A block of data:
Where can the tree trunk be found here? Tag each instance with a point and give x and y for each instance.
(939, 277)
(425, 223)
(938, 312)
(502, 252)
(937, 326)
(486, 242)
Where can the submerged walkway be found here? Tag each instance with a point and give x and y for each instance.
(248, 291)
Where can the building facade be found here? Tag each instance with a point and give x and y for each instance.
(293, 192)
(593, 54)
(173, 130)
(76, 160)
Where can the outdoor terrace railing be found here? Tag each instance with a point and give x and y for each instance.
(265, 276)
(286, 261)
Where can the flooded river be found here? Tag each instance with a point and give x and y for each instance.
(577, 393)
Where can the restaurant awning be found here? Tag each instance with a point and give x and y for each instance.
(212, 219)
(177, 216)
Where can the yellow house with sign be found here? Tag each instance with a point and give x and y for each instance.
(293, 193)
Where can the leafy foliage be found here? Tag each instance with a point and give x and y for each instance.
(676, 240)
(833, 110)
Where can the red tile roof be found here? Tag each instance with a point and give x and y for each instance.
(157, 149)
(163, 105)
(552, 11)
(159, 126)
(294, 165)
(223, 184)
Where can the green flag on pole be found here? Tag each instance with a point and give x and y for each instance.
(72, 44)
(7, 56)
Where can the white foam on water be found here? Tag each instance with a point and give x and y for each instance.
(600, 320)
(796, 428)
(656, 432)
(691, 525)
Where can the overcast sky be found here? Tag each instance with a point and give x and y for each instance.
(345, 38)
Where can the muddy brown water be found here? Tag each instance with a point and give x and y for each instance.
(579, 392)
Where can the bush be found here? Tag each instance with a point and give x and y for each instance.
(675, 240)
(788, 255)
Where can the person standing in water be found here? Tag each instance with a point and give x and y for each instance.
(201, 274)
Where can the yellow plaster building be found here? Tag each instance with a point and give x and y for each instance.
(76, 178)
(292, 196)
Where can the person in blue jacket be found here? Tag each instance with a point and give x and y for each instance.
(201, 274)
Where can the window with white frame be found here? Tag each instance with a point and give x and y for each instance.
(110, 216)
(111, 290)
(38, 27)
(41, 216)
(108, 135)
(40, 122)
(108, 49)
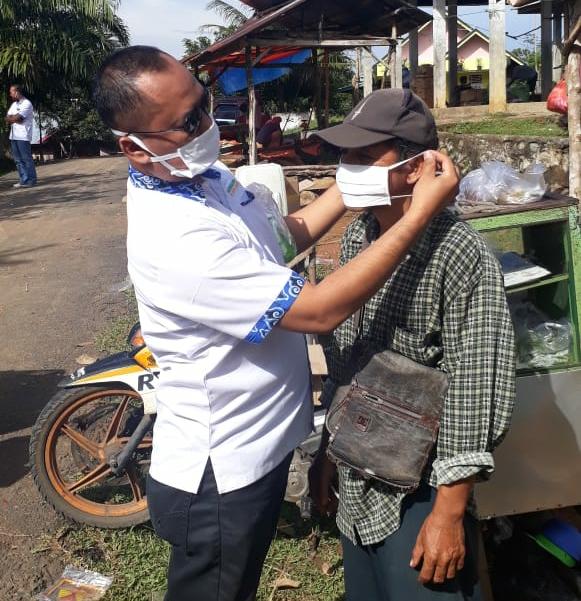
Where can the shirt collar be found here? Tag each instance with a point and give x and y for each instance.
(422, 249)
(191, 189)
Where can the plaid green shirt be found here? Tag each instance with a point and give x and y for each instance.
(444, 306)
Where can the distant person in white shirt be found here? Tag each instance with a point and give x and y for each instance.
(19, 117)
(224, 318)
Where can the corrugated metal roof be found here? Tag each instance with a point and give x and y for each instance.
(329, 19)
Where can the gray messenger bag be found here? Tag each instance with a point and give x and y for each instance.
(385, 423)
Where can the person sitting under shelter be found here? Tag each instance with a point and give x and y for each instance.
(270, 134)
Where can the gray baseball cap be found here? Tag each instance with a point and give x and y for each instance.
(385, 115)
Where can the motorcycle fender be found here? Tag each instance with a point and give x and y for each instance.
(121, 369)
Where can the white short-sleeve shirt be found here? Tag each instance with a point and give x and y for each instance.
(23, 130)
(211, 286)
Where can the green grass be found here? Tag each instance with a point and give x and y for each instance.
(510, 126)
(113, 338)
(137, 559)
(6, 166)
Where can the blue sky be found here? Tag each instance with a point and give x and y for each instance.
(164, 23)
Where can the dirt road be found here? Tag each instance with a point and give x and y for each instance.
(62, 269)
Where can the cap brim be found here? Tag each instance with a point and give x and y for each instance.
(346, 135)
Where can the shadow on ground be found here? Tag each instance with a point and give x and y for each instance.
(54, 190)
(23, 394)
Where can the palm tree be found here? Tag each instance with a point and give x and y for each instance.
(50, 45)
(233, 16)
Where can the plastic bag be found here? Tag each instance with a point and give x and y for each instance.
(286, 241)
(496, 183)
(558, 102)
(77, 585)
(541, 342)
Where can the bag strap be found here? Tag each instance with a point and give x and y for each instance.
(359, 315)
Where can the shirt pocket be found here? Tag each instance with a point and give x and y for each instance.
(424, 348)
(168, 511)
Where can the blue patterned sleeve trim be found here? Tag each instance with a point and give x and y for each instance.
(277, 310)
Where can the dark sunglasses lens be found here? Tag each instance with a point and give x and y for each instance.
(192, 122)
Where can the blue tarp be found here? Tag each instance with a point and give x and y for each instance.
(234, 79)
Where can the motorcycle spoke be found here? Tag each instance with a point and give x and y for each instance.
(113, 428)
(81, 441)
(134, 483)
(93, 476)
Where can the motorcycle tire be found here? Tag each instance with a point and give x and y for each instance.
(61, 444)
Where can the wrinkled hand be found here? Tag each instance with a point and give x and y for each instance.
(322, 476)
(434, 192)
(439, 548)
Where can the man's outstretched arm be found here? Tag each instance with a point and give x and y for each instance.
(322, 307)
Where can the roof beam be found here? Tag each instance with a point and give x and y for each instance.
(314, 41)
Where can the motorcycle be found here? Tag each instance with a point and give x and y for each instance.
(90, 447)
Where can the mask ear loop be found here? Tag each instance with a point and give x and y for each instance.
(156, 158)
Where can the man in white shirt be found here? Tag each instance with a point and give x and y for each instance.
(223, 316)
(19, 117)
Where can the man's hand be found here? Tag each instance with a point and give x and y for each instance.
(433, 192)
(439, 548)
(322, 476)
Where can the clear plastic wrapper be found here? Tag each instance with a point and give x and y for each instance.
(496, 183)
(541, 342)
(285, 239)
(77, 584)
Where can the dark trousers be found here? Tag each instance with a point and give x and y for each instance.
(219, 542)
(381, 572)
(22, 155)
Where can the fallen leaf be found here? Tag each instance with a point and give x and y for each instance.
(324, 566)
(85, 359)
(284, 583)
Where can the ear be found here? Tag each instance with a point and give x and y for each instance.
(415, 169)
(133, 152)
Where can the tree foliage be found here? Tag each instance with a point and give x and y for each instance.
(51, 46)
(233, 16)
(530, 57)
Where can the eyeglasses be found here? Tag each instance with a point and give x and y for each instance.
(190, 125)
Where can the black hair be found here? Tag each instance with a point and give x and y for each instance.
(115, 89)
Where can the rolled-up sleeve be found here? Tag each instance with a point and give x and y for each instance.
(479, 357)
(228, 287)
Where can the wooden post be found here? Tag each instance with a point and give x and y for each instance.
(557, 40)
(497, 87)
(546, 48)
(327, 87)
(413, 47)
(357, 77)
(397, 61)
(252, 153)
(439, 38)
(317, 90)
(453, 52)
(574, 101)
(367, 73)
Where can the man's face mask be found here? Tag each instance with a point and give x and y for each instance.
(364, 186)
(198, 154)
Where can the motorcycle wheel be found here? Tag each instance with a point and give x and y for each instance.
(72, 441)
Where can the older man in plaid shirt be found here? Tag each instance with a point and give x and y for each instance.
(444, 306)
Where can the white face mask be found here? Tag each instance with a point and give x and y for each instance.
(197, 155)
(364, 186)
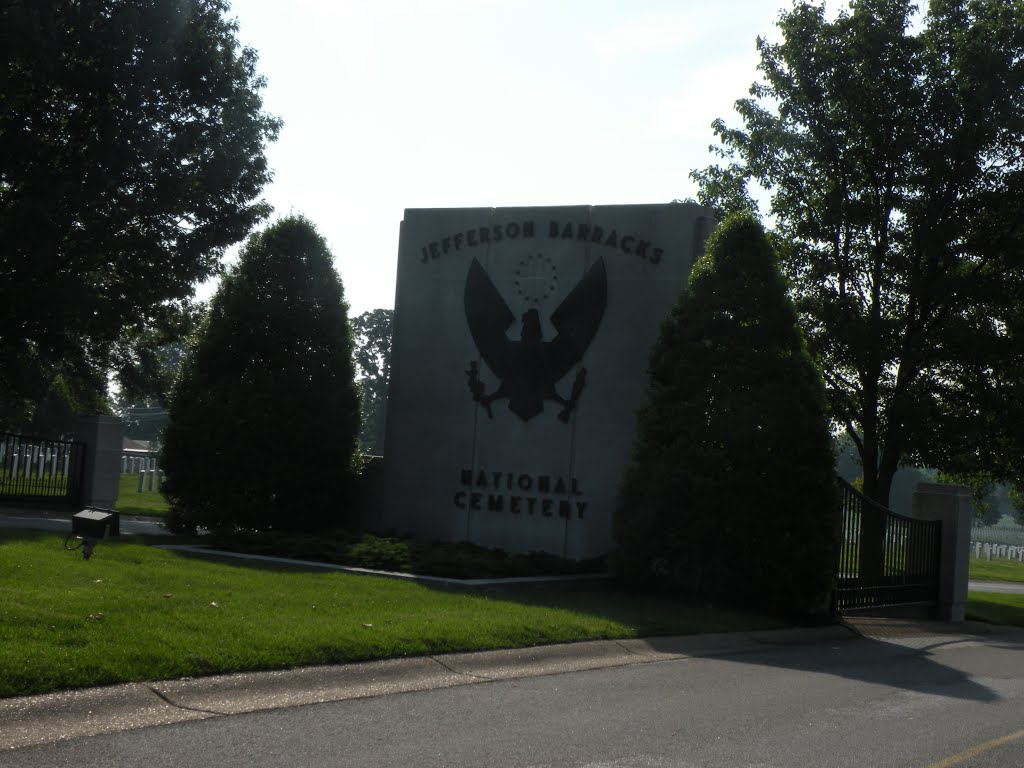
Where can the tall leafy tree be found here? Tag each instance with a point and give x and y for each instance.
(265, 414)
(893, 160)
(131, 155)
(731, 488)
(373, 361)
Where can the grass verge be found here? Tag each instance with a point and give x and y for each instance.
(995, 608)
(131, 502)
(451, 560)
(134, 612)
(996, 570)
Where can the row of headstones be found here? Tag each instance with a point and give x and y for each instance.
(997, 550)
(34, 460)
(131, 465)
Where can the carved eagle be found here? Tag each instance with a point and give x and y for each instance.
(530, 368)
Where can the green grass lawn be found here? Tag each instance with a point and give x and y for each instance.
(130, 502)
(134, 612)
(995, 608)
(996, 569)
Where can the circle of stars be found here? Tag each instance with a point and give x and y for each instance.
(536, 279)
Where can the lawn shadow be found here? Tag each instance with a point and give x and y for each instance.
(908, 664)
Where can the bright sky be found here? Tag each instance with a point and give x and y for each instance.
(398, 103)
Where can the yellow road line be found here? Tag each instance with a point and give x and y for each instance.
(977, 750)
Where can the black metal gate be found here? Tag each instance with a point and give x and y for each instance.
(38, 469)
(886, 559)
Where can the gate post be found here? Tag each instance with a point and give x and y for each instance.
(100, 480)
(951, 505)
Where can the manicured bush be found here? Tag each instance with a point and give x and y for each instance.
(731, 491)
(264, 416)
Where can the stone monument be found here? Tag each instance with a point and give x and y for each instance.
(518, 359)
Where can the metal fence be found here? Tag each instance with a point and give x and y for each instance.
(886, 559)
(39, 469)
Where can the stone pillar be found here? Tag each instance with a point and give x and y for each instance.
(101, 435)
(951, 505)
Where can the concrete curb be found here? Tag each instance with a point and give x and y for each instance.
(200, 549)
(28, 721)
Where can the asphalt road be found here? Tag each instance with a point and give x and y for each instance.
(904, 698)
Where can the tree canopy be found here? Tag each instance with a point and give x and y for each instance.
(731, 487)
(265, 414)
(131, 155)
(892, 158)
(372, 332)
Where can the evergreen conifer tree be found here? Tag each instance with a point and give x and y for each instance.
(731, 487)
(264, 416)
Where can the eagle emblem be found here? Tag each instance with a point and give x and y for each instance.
(530, 368)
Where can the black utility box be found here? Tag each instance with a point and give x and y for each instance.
(94, 522)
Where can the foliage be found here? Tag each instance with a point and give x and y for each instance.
(893, 161)
(1016, 498)
(373, 364)
(731, 486)
(264, 417)
(131, 156)
(983, 494)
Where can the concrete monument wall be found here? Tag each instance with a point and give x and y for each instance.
(518, 359)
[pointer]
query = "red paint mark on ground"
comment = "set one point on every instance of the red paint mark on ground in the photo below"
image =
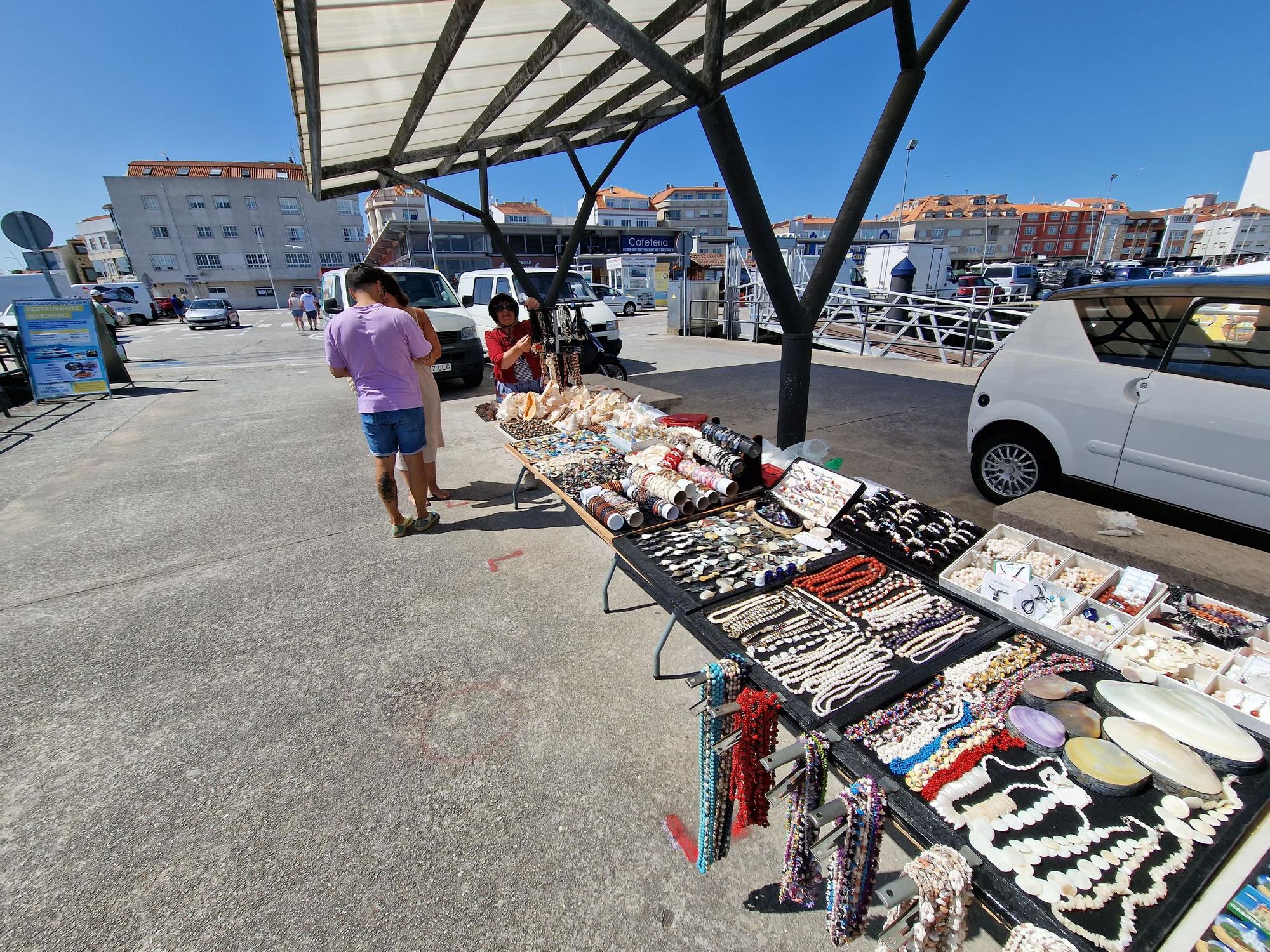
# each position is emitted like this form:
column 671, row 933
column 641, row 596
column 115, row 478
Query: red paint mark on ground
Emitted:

→ WHAT THIS TASK INVOLVES
Reproduce the lines of the listing exactly, starting at the one that contains "Where can the foliage" and continuing through the final line, but leave out the pictures.

→ SOLUTION BELOW
Where can the foliage be found here? Tag each instance with a point and give x and y for each instance.
(893, 161)
(1016, 498)
(373, 364)
(731, 486)
(264, 417)
(131, 156)
(983, 494)
Where can the concrete monument wall be found here? Tag each instance with a point and give x and y for each instance.
(518, 359)
[pointer]
query = "red paint mark on ground"
comment = "set one point on every instance of the red paint mark on ground in the photo below"
image =
# each position is emitted like this form:
column 671, row 933
column 641, row 596
column 115, row 478
Query: red paint mark on ground
Emitted:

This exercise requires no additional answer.